**Set problem**
Reproduce the records from the line containing "Can you find the ceiling fan in" through the line containing "pixel 529 151", keeping every line, requests included. Shift each pixel coordinate in the answers by -121.
— Begin Provided data —
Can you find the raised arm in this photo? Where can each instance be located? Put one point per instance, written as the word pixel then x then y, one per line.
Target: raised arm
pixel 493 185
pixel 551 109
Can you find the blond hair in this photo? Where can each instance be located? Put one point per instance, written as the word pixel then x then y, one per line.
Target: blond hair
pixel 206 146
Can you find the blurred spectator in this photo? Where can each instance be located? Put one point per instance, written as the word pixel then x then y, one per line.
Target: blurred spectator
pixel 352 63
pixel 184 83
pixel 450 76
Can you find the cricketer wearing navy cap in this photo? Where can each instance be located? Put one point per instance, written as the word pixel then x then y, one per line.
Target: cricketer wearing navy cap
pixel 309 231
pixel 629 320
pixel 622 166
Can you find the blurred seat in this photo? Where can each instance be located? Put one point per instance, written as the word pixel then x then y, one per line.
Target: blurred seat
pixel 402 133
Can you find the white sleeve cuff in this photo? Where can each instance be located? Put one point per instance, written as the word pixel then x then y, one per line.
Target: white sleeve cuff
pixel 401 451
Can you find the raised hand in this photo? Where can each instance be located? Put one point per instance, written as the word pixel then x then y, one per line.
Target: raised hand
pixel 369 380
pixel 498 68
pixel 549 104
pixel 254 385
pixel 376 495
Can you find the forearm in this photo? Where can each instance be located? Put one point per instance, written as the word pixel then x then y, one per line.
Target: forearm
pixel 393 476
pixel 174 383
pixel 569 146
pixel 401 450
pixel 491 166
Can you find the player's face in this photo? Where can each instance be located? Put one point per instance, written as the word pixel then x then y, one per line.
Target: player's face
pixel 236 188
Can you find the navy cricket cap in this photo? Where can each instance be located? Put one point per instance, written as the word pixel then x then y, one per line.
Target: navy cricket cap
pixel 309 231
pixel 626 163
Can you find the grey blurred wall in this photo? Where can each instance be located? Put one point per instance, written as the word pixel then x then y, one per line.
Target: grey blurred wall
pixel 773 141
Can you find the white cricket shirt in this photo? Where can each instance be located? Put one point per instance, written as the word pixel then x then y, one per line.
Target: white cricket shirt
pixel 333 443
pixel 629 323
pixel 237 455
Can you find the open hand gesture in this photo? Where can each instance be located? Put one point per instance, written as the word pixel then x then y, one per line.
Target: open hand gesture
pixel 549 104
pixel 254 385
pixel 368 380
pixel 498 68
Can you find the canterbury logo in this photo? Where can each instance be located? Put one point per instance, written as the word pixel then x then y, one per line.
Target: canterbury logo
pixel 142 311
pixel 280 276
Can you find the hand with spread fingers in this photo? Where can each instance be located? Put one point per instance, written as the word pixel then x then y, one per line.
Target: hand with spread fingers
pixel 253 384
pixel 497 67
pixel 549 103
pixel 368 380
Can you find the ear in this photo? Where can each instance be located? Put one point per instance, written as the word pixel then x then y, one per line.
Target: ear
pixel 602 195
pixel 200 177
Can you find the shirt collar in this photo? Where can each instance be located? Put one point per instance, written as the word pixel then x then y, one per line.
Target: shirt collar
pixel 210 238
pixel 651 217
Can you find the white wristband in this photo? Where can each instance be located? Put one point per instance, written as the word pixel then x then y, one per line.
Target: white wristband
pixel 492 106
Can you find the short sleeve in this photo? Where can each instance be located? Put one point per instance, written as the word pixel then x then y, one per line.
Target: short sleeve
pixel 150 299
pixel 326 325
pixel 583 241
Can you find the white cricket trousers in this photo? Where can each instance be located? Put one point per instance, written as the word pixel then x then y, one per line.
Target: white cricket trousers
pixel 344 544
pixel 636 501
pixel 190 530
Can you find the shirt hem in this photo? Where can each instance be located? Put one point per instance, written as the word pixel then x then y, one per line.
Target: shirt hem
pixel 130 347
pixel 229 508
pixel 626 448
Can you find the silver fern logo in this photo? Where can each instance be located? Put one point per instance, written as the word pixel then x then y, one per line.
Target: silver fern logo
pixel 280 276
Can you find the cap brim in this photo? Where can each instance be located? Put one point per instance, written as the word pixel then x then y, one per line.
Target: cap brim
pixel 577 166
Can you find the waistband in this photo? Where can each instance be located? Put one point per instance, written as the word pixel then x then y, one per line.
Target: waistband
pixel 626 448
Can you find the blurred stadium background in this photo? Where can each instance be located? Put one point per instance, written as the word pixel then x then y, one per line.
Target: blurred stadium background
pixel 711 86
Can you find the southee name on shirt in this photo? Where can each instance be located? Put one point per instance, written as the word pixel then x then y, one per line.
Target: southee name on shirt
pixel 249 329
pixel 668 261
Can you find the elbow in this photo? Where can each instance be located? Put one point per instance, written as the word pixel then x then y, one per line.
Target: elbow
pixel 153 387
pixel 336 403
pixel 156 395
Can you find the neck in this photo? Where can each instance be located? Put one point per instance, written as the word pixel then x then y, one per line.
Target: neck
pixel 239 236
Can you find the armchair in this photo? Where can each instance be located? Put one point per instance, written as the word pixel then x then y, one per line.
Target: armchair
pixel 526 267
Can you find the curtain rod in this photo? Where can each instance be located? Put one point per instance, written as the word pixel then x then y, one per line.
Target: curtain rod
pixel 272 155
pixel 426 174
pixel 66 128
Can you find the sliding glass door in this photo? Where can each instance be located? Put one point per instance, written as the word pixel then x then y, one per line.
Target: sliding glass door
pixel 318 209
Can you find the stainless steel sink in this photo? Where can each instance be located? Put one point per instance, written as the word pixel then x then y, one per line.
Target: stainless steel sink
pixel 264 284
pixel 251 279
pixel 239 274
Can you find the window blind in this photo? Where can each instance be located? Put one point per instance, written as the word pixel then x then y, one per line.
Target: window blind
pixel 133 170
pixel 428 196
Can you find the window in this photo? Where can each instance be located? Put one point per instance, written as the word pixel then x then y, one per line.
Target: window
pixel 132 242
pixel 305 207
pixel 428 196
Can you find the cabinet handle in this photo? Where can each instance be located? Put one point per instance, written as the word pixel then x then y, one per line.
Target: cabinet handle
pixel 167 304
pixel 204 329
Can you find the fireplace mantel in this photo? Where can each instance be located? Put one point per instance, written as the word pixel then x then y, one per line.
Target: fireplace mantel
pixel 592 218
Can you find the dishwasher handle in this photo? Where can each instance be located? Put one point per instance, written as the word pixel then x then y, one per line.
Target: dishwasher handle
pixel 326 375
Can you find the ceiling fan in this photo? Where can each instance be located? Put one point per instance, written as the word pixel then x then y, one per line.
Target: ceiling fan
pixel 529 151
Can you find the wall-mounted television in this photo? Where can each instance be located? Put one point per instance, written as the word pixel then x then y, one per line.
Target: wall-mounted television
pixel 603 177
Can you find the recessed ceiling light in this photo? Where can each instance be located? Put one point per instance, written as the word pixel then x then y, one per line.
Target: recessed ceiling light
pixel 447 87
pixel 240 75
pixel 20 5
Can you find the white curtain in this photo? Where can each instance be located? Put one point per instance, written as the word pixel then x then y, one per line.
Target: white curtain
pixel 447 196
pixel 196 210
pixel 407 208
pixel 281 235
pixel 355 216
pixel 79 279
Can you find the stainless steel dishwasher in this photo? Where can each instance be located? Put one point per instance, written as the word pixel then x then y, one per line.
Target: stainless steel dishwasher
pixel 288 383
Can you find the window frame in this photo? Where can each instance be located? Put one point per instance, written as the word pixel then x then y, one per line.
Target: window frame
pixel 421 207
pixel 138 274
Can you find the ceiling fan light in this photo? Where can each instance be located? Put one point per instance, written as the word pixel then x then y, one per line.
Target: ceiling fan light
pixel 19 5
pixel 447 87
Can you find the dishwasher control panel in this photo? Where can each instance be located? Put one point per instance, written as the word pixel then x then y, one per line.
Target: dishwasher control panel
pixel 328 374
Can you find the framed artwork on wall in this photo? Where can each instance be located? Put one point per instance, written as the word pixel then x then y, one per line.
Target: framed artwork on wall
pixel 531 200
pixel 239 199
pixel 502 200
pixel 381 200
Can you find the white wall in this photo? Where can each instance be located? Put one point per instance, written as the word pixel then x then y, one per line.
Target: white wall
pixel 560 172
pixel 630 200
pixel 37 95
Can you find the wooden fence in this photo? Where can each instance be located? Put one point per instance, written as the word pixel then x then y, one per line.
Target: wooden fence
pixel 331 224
— End Provided data —
**Answer in full**
Can you find the ceiling fan in this photo? Where can each instance be located? Put one point per instance, written as the word pixel then x then y, one per line.
Target: ceiling fan
pixel 408 30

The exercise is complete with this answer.